**Exercise instructions**
Your task is to output the data exactly as it stands.

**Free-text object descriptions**

***

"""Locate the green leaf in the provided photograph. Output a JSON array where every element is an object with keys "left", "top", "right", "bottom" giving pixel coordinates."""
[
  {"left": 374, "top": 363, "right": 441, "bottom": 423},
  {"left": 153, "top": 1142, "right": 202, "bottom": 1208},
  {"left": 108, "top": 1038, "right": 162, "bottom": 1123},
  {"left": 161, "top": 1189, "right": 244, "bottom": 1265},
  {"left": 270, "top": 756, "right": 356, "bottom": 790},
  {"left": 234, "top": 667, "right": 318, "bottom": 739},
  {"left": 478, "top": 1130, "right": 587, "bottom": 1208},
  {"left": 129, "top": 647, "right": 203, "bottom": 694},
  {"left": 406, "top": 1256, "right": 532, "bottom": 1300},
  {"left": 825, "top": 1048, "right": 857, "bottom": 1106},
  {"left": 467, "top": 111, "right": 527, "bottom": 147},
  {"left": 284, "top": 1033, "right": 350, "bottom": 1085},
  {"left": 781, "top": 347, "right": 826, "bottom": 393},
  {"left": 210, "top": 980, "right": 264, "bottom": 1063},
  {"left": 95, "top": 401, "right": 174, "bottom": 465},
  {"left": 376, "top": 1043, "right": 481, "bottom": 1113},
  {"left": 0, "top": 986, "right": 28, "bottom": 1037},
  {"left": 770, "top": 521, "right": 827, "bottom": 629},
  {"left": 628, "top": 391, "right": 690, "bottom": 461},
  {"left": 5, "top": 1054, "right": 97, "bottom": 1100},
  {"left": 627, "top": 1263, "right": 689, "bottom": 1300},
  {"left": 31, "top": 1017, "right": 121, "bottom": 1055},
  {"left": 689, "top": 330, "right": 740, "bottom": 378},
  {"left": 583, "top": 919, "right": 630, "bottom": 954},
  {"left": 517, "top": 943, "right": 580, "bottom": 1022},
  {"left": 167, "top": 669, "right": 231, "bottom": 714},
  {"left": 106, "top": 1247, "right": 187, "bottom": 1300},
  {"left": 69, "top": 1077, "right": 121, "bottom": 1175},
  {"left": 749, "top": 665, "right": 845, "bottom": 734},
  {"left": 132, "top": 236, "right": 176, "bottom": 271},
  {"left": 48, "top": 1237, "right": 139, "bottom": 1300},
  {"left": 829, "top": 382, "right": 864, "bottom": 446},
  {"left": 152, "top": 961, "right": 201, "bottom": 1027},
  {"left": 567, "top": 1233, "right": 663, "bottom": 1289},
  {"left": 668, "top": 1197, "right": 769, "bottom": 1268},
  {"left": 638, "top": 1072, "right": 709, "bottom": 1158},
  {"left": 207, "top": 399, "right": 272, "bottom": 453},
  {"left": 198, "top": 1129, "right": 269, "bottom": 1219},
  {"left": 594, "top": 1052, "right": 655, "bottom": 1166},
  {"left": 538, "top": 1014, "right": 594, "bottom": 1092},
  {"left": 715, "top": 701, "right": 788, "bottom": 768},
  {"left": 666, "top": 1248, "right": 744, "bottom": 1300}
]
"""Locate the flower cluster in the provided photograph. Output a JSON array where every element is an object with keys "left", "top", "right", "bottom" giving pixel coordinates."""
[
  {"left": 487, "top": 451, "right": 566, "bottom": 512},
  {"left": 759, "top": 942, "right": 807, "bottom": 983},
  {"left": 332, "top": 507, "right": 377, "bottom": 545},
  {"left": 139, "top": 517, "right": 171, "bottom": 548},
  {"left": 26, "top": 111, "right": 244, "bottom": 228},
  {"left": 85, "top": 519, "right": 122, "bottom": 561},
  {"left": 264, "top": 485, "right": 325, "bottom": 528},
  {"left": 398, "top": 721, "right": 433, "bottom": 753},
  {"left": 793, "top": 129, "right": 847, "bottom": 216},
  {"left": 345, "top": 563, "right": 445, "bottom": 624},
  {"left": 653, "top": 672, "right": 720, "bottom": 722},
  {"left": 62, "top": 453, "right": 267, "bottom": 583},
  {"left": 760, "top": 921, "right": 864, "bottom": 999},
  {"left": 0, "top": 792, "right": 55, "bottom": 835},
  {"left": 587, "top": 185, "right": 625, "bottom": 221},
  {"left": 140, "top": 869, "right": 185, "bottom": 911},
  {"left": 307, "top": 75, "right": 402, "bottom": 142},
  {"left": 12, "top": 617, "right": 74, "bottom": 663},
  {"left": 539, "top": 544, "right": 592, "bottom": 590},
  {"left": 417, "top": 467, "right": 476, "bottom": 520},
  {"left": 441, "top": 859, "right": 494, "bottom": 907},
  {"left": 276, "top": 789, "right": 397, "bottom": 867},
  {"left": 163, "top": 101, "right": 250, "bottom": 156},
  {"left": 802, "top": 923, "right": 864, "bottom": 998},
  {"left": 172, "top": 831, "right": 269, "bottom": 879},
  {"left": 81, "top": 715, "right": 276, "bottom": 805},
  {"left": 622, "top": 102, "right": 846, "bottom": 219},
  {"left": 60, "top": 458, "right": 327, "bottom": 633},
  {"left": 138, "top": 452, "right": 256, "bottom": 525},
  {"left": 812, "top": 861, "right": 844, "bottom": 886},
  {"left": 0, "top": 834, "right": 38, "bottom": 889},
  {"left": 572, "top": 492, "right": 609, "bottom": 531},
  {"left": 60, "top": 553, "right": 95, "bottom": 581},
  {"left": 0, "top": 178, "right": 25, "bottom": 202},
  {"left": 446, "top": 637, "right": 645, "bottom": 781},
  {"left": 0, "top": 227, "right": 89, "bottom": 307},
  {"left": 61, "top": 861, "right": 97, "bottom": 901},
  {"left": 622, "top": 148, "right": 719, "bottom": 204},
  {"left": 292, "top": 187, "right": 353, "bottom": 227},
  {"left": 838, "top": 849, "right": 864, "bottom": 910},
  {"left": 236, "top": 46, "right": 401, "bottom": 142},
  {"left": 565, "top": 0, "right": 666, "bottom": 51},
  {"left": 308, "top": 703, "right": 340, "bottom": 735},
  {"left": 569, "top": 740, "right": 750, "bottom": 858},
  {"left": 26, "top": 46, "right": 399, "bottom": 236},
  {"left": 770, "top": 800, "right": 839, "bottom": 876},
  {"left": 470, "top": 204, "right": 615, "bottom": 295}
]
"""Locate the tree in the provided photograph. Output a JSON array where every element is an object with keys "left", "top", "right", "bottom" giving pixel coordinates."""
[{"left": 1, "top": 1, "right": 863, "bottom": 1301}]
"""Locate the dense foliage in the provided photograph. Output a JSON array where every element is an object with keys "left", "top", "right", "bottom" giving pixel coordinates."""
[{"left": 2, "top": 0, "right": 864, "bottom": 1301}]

***

**Task solution**
"""Locate the green leaf in the provided photograph. Output a JSON array where every element is an object with keys "left", "top", "right", "bottom" giving pixel coordinates."""
[
  {"left": 374, "top": 363, "right": 441, "bottom": 423},
  {"left": 153, "top": 1142, "right": 202, "bottom": 1208},
  {"left": 108, "top": 1038, "right": 162, "bottom": 1123},
  {"left": 161, "top": 1189, "right": 244, "bottom": 1265},
  {"left": 270, "top": 756, "right": 356, "bottom": 790},
  {"left": 234, "top": 667, "right": 318, "bottom": 739},
  {"left": 478, "top": 1130, "right": 587, "bottom": 1208},
  {"left": 129, "top": 647, "right": 203, "bottom": 694},
  {"left": 406, "top": 1256, "right": 532, "bottom": 1300},
  {"left": 825, "top": 1048, "right": 857, "bottom": 1106},
  {"left": 467, "top": 111, "right": 527, "bottom": 147},
  {"left": 284, "top": 1033, "right": 350, "bottom": 1085},
  {"left": 781, "top": 347, "right": 826, "bottom": 393},
  {"left": 210, "top": 980, "right": 264, "bottom": 1063},
  {"left": 95, "top": 401, "right": 174, "bottom": 465},
  {"left": 376, "top": 1043, "right": 481, "bottom": 1113},
  {"left": 0, "top": 986, "right": 28, "bottom": 1037},
  {"left": 770, "top": 521, "right": 827, "bottom": 629},
  {"left": 628, "top": 391, "right": 690, "bottom": 461},
  {"left": 5, "top": 1054, "right": 97, "bottom": 1100},
  {"left": 627, "top": 1263, "right": 689, "bottom": 1300},
  {"left": 31, "top": 1017, "right": 121, "bottom": 1055},
  {"left": 689, "top": 330, "right": 740, "bottom": 378},
  {"left": 583, "top": 919, "right": 630, "bottom": 954},
  {"left": 517, "top": 943, "right": 580, "bottom": 1022},
  {"left": 167, "top": 669, "right": 231, "bottom": 714},
  {"left": 106, "top": 1247, "right": 187, "bottom": 1300},
  {"left": 69, "top": 1077, "right": 121, "bottom": 1175},
  {"left": 749, "top": 665, "right": 845, "bottom": 734},
  {"left": 132, "top": 236, "right": 176, "bottom": 271},
  {"left": 48, "top": 1237, "right": 139, "bottom": 1300},
  {"left": 829, "top": 382, "right": 864, "bottom": 446},
  {"left": 152, "top": 961, "right": 201, "bottom": 1027},
  {"left": 567, "top": 1233, "right": 663, "bottom": 1289},
  {"left": 668, "top": 1197, "right": 769, "bottom": 1268},
  {"left": 638, "top": 1072, "right": 709, "bottom": 1158},
  {"left": 207, "top": 399, "right": 272, "bottom": 453},
  {"left": 198, "top": 1129, "right": 269, "bottom": 1219},
  {"left": 594, "top": 1052, "right": 655, "bottom": 1166},
  {"left": 538, "top": 1014, "right": 594, "bottom": 1092},
  {"left": 715, "top": 701, "right": 788, "bottom": 768},
  {"left": 666, "top": 1248, "right": 744, "bottom": 1300}
]
"""Locate the flower cluster in the provided photograph. Output a JSON array where every element is an object with keys "left", "top", "right", "bottom" giving pixel coordinates."""
[
  {"left": 487, "top": 451, "right": 566, "bottom": 512},
  {"left": 759, "top": 942, "right": 807, "bottom": 983},
  {"left": 332, "top": 507, "right": 377, "bottom": 545},
  {"left": 139, "top": 517, "right": 171, "bottom": 548},
  {"left": 26, "top": 111, "right": 244, "bottom": 228},
  {"left": 85, "top": 519, "right": 122, "bottom": 561},
  {"left": 264, "top": 485, "right": 325, "bottom": 528},
  {"left": 398, "top": 721, "right": 433, "bottom": 753},
  {"left": 793, "top": 129, "right": 847, "bottom": 216},
  {"left": 345, "top": 563, "right": 445, "bottom": 624},
  {"left": 653, "top": 672, "right": 720, "bottom": 722},
  {"left": 62, "top": 453, "right": 267, "bottom": 583},
  {"left": 760, "top": 921, "right": 864, "bottom": 999},
  {"left": 0, "top": 792, "right": 55, "bottom": 835},
  {"left": 587, "top": 185, "right": 625, "bottom": 221},
  {"left": 140, "top": 869, "right": 185, "bottom": 911},
  {"left": 307, "top": 75, "right": 402, "bottom": 142},
  {"left": 12, "top": 617, "right": 74, "bottom": 663},
  {"left": 539, "top": 544, "right": 592, "bottom": 590},
  {"left": 417, "top": 467, "right": 476, "bottom": 520},
  {"left": 441, "top": 859, "right": 494, "bottom": 907},
  {"left": 276, "top": 789, "right": 397, "bottom": 867},
  {"left": 163, "top": 101, "right": 250, "bottom": 156},
  {"left": 802, "top": 923, "right": 864, "bottom": 998},
  {"left": 172, "top": 831, "right": 269, "bottom": 879},
  {"left": 81, "top": 715, "right": 276, "bottom": 805},
  {"left": 622, "top": 102, "right": 846, "bottom": 219},
  {"left": 60, "top": 458, "right": 327, "bottom": 633},
  {"left": 138, "top": 452, "right": 256, "bottom": 525},
  {"left": 812, "top": 861, "right": 844, "bottom": 886},
  {"left": 0, "top": 834, "right": 38, "bottom": 889},
  {"left": 572, "top": 492, "right": 609, "bottom": 531},
  {"left": 60, "top": 553, "right": 95, "bottom": 581},
  {"left": 0, "top": 178, "right": 25, "bottom": 202},
  {"left": 446, "top": 637, "right": 645, "bottom": 781},
  {"left": 0, "top": 227, "right": 89, "bottom": 307},
  {"left": 61, "top": 861, "right": 97, "bottom": 901},
  {"left": 622, "top": 148, "right": 719, "bottom": 204},
  {"left": 292, "top": 187, "right": 353, "bottom": 227},
  {"left": 838, "top": 849, "right": 864, "bottom": 910},
  {"left": 236, "top": 46, "right": 401, "bottom": 142},
  {"left": 565, "top": 0, "right": 666, "bottom": 51},
  {"left": 308, "top": 703, "right": 340, "bottom": 735},
  {"left": 569, "top": 740, "right": 750, "bottom": 858},
  {"left": 26, "top": 46, "right": 399, "bottom": 236},
  {"left": 770, "top": 800, "right": 839, "bottom": 876},
  {"left": 470, "top": 204, "right": 615, "bottom": 295}
]
"""Locate the tree in the provided photograph. Output a JSON array where every element is an object with keys "left", "top", "right", "bottom" giving pixel coordinates."""
[{"left": 1, "top": 1, "right": 863, "bottom": 1301}]
"""Locate the dense foliage in the provided photograph. Output a JSON array where every element is an object with keys "left", "top", "right", "bottom" giving pixel coordinates."""
[{"left": 2, "top": 0, "right": 864, "bottom": 1301}]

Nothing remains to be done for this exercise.